Return every record below exactly as written, but leave out the pictures.

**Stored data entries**
====
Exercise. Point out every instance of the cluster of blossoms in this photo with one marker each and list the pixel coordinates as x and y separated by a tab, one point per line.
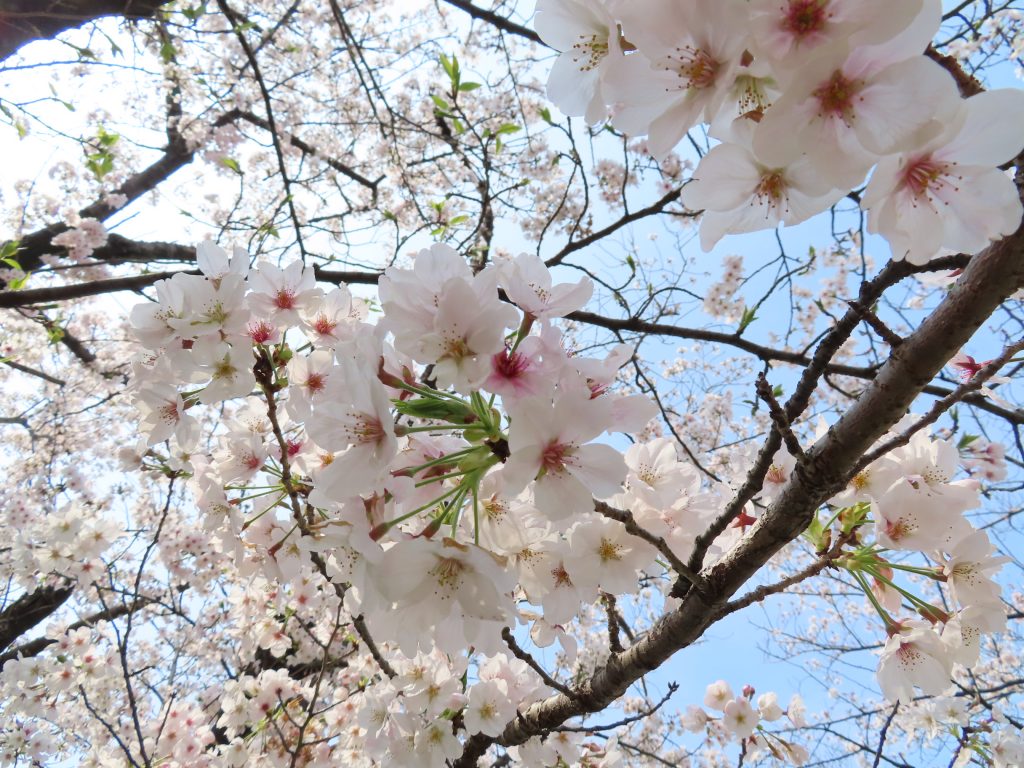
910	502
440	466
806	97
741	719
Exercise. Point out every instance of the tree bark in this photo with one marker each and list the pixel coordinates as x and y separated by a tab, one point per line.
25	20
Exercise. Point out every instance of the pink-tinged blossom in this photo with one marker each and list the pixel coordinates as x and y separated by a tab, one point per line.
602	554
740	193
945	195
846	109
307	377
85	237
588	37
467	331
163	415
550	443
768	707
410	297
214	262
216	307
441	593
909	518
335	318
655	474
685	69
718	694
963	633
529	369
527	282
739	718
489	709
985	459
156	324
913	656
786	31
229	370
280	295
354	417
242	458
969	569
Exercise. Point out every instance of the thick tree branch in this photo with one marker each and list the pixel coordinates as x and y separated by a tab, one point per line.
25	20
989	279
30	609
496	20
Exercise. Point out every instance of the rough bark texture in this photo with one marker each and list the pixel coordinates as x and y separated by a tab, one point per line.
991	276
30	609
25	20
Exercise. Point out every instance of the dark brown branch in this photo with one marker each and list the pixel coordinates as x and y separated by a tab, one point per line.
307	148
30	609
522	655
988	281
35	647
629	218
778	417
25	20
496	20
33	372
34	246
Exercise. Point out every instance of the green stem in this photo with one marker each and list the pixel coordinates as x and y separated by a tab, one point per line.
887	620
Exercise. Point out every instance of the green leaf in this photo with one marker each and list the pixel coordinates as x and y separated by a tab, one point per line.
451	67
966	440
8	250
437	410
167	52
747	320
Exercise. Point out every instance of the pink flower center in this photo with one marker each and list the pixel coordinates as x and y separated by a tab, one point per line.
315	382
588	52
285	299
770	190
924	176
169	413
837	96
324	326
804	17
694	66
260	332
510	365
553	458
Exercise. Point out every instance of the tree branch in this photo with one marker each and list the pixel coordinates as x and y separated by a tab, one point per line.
====
**RESPONSE FOR THIS EXERCISE**
Exercise. Point out every instance of the cluster of blossoms in this photo with one marker each and list the pixel coordinates as x and y separated by a tab, one point per line.
910	502
440	466
806	97
741	719
Exercise. Point out every instance of the tree bark in this photo with one marker each and list the pixel coordinates as x and y separated by a tab, one point per line.
25	20
Exercise. Point out every instance of the pink-tinged blossom in this photo with one marker each and list the pixel coordinates as x and y separated by a tab, one point per line.
602	554
740	193
945	195
846	109
307	377
85	237
588	37
467	331
163	415
550	443
768	707
410	297
214	262
216	307
441	593
909	518
335	318
655	474
685	69
718	694
963	633
529	369
527	282
739	718
489	709
985	459
156	324
913	656
786	31
229	370
280	295
354	417
242	458
969	569
Exercise. Point out every instance of the thick tree branch in this photo with one marker each and list the pixel coordinates as x and y separated by a tab, one point per line.
25	20
989	279
30	609
496	20
Exercise. Point out every instance of the rough bark texture in this photo with one marker each and list the pixel coordinates as x and y separated by a tab, one point per line.
991	276
30	609
25	20
Exercise. Point out every instance of the dark brown branch in this photo with one marker each and list the pixel coordinates as x and y separated by a tab, one point per line.
307	148
30	609
522	655
988	281
35	647
629	218
778	417
25	20
496	20
33	372
34	246
Exercise. Point out every instance of the green stem in this photo with one marker each and list the pixel coordinates as x and y separated by a tab, one point per line.
887	620
Exercise. Point out every instance of the green leaf in this photo with one marker each and list the pixel coordinates as x and y separated by a tab, one point per line.
451	67
966	440
8	250
437	410
167	52
747	320
Exercise. Point out every instance of the pink flower center in this photo with one marker each and list the pixel coordinates as x and y separated by a tab, one point per line.
315	382
588	52
285	299
770	190
924	176
169	413
837	96
324	326
804	17
694	66
260	332
510	365
553	458
Exercise. Point out every instance of the tree branch in this photo with one marker each and list the pixel coordinates as x and y separated by a tab, one point per line.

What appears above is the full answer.